文档片段:
┄┄┄┄┄┄┄┄┄┄
这道题目也是上一道题目的变形,我们这次要求的是指数最大数的和, 但是问题就存在与,我们在算两个集合的并的时候并不能按照题目所求的那个直接去减, 然而更直接的, 我们可以处理每个幂次存在多少个这样的数(合理的),对于第次的,是要删去他倍数的幂中重复的个数,就可以了.

#include<cstdio>
#include<iostream>
#include<cmath>
#include<cstring>
#define ll long long
const double eps = 1e-8;
const ll inf = (ll)(1e18) + 500;
const int maxn = 18;
using namespace std;

ll power(ll a, ll b){
    ll res = 1;
    while(b){
        if(b&1){
            double judge = 1.0 * inf/res;
            if(a > judge)return -1;
            res *= a;
        }
        b >>=1;
        if(a > inf/a && b > 0)return -1;
        a *= a;
    }
    return res;
}

ll fid(ll a, ll b){// 精确求a^(1.0/b)向下取整数
    ll r = (ll) (pow(double(a), 1.0/b) + eps);
    ll p = power(r, b);
    if(p == a) return r;
    if(p==-1 || p > a)return r-1;

    ll t = power(r+1, b);
    if(t != -1 && t <= a)return r+1;
    else return r;
}

ll cnt[110];

ll cal(ll n){
    if(n==1)return 1;
    memset(cnt, 0, sizeof cnt);
    int total;
    ll ans = 0;
    cnt[1] = n;
    for(int i = 2; i < 63; i++){
        cnt[i] = fid(n, (ll)i) - 1;
        if(cnt[i] == 0){
            total = i;
            break;
        }
    }
    //去除重复的
    for(int i = total - 1; i >= 1; i--){
        for(int j = 1; j < i; j++){
            if(i%j == 0)cnt[j] -= cnt[i];
        }
    }
    for(int i = 1; i < total; i++) {
        ans += i * cnt[i];
    }
    return ans;
}

int main(){
    ll a,b;while(~scanf("%lld%lld",&a,&b) && a){
        printf("%lld\n",cal(b)-cal(a-1));
    }
    return -1;
}

E - GCDHDU - 1695

这道题用容斥做其实不是很好.但是我看到别人的题解有些许震惊,预处理了1e5以内每个数的素因数,然后暴力枚举跑的

非常的意外,但是技能get, 这样考虑其实是蛮对的 1e5的数 素因数 平均也就5个 是可以暴力过的.

当然也可以用正解莫比乌斯反演.
┄┄┄┄┄┄┄┄┄┄
要做的事:
根据上面这段解题笔记，回答下面几个问题：
(a) 代码里函数 fid 的注释说它是用来算什么的？
(b) 作者看到的别人的题解，预处理了多大范围内每个数的素因数？
(c) 作者最后说这道题的正解可以用什么方法？

收集的资料:
┄┄┄┄┄┄┄┄┄┄
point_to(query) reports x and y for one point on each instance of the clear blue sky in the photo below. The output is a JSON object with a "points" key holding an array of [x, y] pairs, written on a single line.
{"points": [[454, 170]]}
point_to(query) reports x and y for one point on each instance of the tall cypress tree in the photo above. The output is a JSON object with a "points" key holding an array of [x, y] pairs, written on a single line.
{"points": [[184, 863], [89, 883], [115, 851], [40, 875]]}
┄┄┄┄┄┄┄┄┄┄
书面回答:
(a) 精确求 a^(1.0/b) 向下取整的数。
(b) 1e5 以内。
(c) 莫比乌斯反演。